## Begin Exercise input

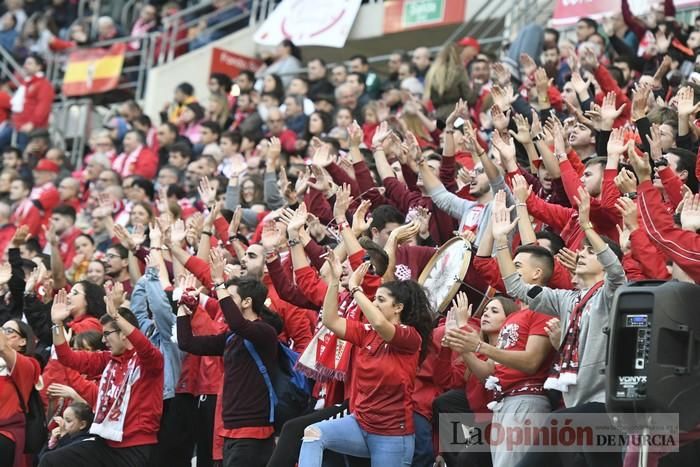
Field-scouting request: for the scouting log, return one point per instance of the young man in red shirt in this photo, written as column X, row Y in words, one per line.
column 130, row 398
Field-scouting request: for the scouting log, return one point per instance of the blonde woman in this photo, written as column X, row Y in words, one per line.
column 447, row 82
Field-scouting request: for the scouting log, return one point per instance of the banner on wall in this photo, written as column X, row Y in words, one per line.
column 309, row 22
column 567, row 12
column 231, row 63
column 400, row 15
column 93, row 71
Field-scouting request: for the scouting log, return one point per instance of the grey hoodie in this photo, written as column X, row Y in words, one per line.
column 590, row 385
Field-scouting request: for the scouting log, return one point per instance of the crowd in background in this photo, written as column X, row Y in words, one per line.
column 238, row 279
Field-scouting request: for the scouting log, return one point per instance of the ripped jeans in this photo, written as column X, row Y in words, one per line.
column 345, row 436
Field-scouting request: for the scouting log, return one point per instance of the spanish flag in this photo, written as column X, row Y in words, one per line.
column 93, row 71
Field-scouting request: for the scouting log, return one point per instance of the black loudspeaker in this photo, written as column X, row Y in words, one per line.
column 653, row 358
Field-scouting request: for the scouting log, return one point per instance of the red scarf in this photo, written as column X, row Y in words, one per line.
column 327, row 357
column 565, row 372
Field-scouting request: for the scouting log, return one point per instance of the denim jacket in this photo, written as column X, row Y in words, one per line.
column 151, row 306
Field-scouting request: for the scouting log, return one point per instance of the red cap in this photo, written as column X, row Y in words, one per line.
column 470, row 41
column 47, row 166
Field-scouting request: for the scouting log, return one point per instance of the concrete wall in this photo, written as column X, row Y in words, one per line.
column 193, row 68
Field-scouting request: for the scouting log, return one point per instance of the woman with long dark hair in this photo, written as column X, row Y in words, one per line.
column 387, row 353
column 19, row 372
column 248, row 431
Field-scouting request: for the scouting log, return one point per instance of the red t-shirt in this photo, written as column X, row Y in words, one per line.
column 25, row 375
column 383, row 378
column 513, row 336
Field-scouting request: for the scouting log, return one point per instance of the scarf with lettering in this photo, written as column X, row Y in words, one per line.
column 327, row 357
column 565, row 373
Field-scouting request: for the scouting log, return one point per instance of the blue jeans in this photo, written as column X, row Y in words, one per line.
column 345, row 436
column 423, row 455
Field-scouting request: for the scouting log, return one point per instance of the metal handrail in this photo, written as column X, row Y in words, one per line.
column 11, row 67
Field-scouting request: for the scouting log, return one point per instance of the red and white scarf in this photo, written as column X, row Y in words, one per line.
column 327, row 357
column 565, row 372
column 113, row 400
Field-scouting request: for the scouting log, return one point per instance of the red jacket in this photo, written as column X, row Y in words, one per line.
column 296, row 323
column 38, row 99
column 145, row 404
column 681, row 246
column 26, row 213
column 203, row 375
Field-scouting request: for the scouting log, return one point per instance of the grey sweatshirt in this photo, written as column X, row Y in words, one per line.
column 590, row 385
column 462, row 209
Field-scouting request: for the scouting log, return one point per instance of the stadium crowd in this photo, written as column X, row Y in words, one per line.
column 238, row 281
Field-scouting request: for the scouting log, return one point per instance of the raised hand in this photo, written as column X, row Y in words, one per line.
column 640, row 164
column 528, row 64
column 640, row 101
column 616, row 143
column 654, row 139
column 686, row 102
column 59, row 309
column 217, row 262
column 356, row 134
column 358, row 275
column 459, row 110
column 500, row 119
column 334, row 269
column 322, row 157
column 380, row 135
column 501, row 224
column 463, row 309
column 298, row 221
column 5, row 273
column 583, row 201
column 580, row 86
column 178, row 232
column 521, row 189
column 342, row 203
column 360, row 221
column 503, row 96
column 207, row 192
column 20, row 237
column 502, row 73
column 690, row 214
column 235, row 222
column 322, row 181
column 608, row 111
column 625, row 182
column 505, row 147
column 553, row 330
column 568, row 259
column 629, row 212
column 271, row 236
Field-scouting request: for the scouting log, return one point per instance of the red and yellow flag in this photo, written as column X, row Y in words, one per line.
column 93, row 71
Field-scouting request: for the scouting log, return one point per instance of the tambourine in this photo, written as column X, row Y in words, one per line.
column 443, row 275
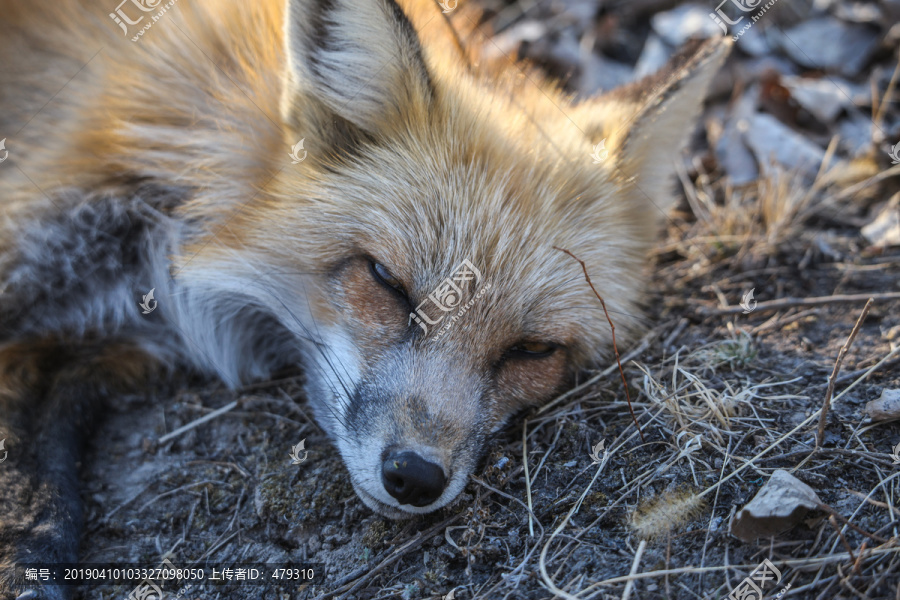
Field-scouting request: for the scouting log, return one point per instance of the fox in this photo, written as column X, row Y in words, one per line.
column 237, row 187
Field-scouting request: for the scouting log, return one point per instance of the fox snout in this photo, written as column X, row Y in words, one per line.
column 412, row 479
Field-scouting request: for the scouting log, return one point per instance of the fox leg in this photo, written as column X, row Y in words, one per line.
column 50, row 392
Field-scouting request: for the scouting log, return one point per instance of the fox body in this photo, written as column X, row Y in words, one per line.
column 403, row 252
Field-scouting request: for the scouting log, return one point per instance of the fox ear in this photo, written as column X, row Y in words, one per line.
column 360, row 58
column 646, row 123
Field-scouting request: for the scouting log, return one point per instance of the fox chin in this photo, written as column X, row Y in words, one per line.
column 406, row 260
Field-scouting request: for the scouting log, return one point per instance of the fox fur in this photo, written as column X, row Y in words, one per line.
column 156, row 153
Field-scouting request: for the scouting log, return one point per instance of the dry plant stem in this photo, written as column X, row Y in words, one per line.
column 837, row 516
column 833, row 522
column 198, row 422
column 793, row 302
column 542, row 560
column 408, row 546
column 634, row 565
column 613, row 328
column 527, row 478
column 820, row 438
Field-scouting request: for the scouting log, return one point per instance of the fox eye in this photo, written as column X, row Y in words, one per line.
column 387, row 278
column 531, row 350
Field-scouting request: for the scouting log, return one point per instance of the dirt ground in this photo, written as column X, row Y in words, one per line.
column 723, row 398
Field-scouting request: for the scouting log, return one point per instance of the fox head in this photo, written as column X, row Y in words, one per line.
column 411, row 254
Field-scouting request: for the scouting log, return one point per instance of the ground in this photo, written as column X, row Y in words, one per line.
column 723, row 398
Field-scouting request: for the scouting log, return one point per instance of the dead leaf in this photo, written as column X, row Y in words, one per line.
column 886, row 408
column 780, row 505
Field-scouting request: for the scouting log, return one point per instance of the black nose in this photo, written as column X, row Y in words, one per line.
column 411, row 479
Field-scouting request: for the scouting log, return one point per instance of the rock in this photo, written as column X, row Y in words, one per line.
column 678, row 25
column 830, row 44
column 780, row 505
column 770, row 140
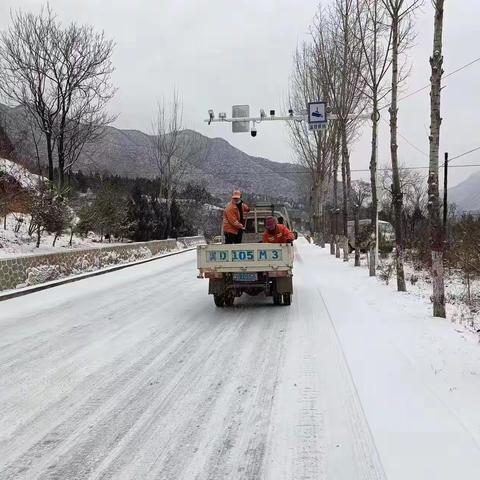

## End Exercise input

● Exercise goal: Reproduce every one of the records above word for word and line for line, omitting the pictures.

● Written response:
Field-scouting request: for the scouting log, return one point per instance of the young man in red shirt in this photo, written as column X, row Y in words, one per line.
column 130, row 398
Field-scouting request: for the scouting log, return one point per instance of the blonde woman in this photo, written as column X, row Y in words, one per line.
column 447, row 82
Field-scouting request: for the scouting log, return one point per instance of the banner on wall in this photo, written as column X, row Y in words, one per line.
column 309, row 22
column 567, row 12
column 231, row 63
column 400, row 15
column 93, row 71
Field-scouting request: for the scouting log, return one point per instance of the grey hoodie in this photo, written as column X, row Y in words, one per line.
column 590, row 385
Field-scouting request: for the scouting log, return one point per instance of the crowd in background in this photo, written as column X, row Y in words, one per line.
column 238, row 279
Field-scouting request: for the scouting log, return one point per instance of the ripped jeans in this photo, written as column X, row Y in words, one per line.
column 345, row 436
Field-scouting request: for the scouting log, return one point per instance of the spanish flag in this photo, written as column X, row Y in words, one per line.
column 93, row 71
Field-scouting request: for the scouting log, return one point per instance of the black loudspeaker in this photo, written as column X, row Y in words, one per line.
column 653, row 358
Field-scouting request: for the scouting log, return one point per instance of the red scarf in this photo, written as column X, row Y in words, one per line.
column 327, row 357
column 565, row 372
Field-scouting request: for the scouting log, return one point per instance of the denim jacket in this photo, written as column X, row Y in words, one per line.
column 151, row 306
Field-scouting request: for the scouting log, return one point per instance of the red cap in this photo, written as column X, row Y in words, one per line.
column 470, row 41
column 47, row 166
Field-scouting request: for the scouting log, return one point per instance of the concrete wall in this photo, written as column X, row Y in words, one per line.
column 193, row 68
Field-scouting request: for the scouting log, return one point per instance of the woman with long dark hair in this photo, written as column X, row Y in words, one per line.
column 387, row 353
column 19, row 372
column 248, row 431
Field-scouting request: for the scouting log, return one point per instance of the red t-shirt in this photo, written as column X, row Y in words, one per line.
column 25, row 375
column 383, row 378
column 513, row 336
Field-scouting request: for the scouting log, return one point per instance of the scarf with lettering in this photo, written as column X, row Y in words, one per line.
column 327, row 357
column 565, row 373
Field-scouting request: for the scouting log, return one point per instance of the blue jeans in this photo, written as column X, row Y in words, one per line.
column 345, row 436
column 423, row 455
Field-scouting request: for the scouting log, return one point per instance of the metal handrail in this photo, written as column X, row Y in words, one per line.
column 11, row 67
Field-scouting request: for the scouting log, return one point per instance of the red and white scarf in this photo, written as column X, row Y in words, one per line.
column 327, row 357
column 565, row 372
column 113, row 400
Field-scouting request: for the scouting log, return one point per instance of the red jacket in this photo, written as column X, row Y in words, one per line.
column 296, row 323
column 38, row 99
column 145, row 404
column 681, row 246
column 26, row 213
column 203, row 375
Field-scouting request: for the scouting log, return one point per instance of the grey sweatshirt in this photo, written as column X, row Y in words, one per line.
column 590, row 385
column 462, row 209
Field-scouting request: for the scouting log, return one point per instance of the stadium crowd in this photo, written as column X, row Y in words, one per line.
column 238, row 281
Field-scouting request: for the scouting log, return one point per instance of the raised hand in this photo, written as column X, row Y in words, one per line.
column 640, row 164
column 528, row 64
column 640, row 101
column 616, row 143
column 654, row 139
column 686, row 102
column 59, row 309
column 217, row 262
column 356, row 134
column 358, row 275
column 459, row 110
column 500, row 119
column 334, row 269
column 322, row 157
column 380, row 135
column 501, row 224
column 463, row 309
column 298, row 221
column 5, row 273
column 583, row 201
column 580, row 86
column 178, row 232
column 521, row 189
column 342, row 203
column 360, row 221
column 503, row 96
column 207, row 192
column 20, row 237
column 502, row 73
column 690, row 214
column 235, row 222
column 322, row 181
column 608, row 111
column 625, row 182
column 505, row 147
column 553, row 330
column 568, row 259
column 629, row 212
column 271, row 236
Field-scouting request: for the scouting log, return one point per instance of the red and yellow flag in this photo, written as column X, row Y in words, one per line.
column 93, row 71
Field-scouting request: for the scouting log, return one point per instance of the tambourine in this photo, written as column X, row Y in words, one per line.
column 443, row 275
Field-scouting request: for the scouting log, return one point per instance of the fox in this photo, written as column X, row Y in words, one per line.
column 237, row 187
Field-scouting request: for the scouting log, return one point per instance of the fox snout in this photo, written as column X, row Y in words, one per line.
column 412, row 479
Field-scouting request: for the scouting log, return one point per instance of the fox leg in this photo, written as column X, row Y in words, one per line.
column 50, row 392
Field-scouting request: for the scouting log, return one point per instance of the fox body in this photo, written as column X, row Y in words, one per line.
column 403, row 252
Field-scouting request: for the scouting log, return one point per instance of the fox ear in this photo, written as column X, row Y in words, one per line.
column 360, row 58
column 646, row 123
Field-scouting request: for the scouting log, return one point per instance of the fox chin in this photo, written as column X, row Y in words, one per line.
column 406, row 260
Field-scouting request: for the scouting log, return one point per instance of the fox fur in this photo, written as column X, row Y in words, one per line.
column 156, row 153
Field-scouting request: for the scouting log, return one point per instance of the dry plant stem in this photo, written as column X, row Y in words, one per line.
column 837, row 516
column 833, row 522
column 198, row 422
column 793, row 302
column 542, row 560
column 408, row 546
column 634, row 565
column 613, row 328
column 527, row 478
column 820, row 438
Field-scouting request: for the scouting log, return one point per instance of the fox eye in this photo, written as column X, row Y in words, one per line.
column 387, row 278
column 531, row 350
Field-scouting request: for the scouting log, return one point per instance of the dirt ground in this photo, written as column X, row Y in words, one per line.
column 723, row 398
Field-scouting request: for the scouting log, return one point per instance of the fox head in this photo, written as column X, row Y in words, one per line.
column 411, row 254
Field-scouting request: for the scouting log, return one point per instance of the ground in this photo, written as column X, row Y in words, one per line.
column 723, row 398
Field-scouting request: for the scouting log, return one point per instance of the dead leaf in this photo, written as column X, row Y in words, one per line.
column 886, row 408
column 780, row 505
Field-scouting request: for the scouting log, return one point per instance of the black nose in this photo, written as column X, row Y in words, one per line.
column 411, row 479
Field-scouting request: for the scouting log, return one point per instance of the rock in this photo, written as column X, row Y in words, one per line.
column 678, row 25
column 830, row 44
column 780, row 505
column 770, row 140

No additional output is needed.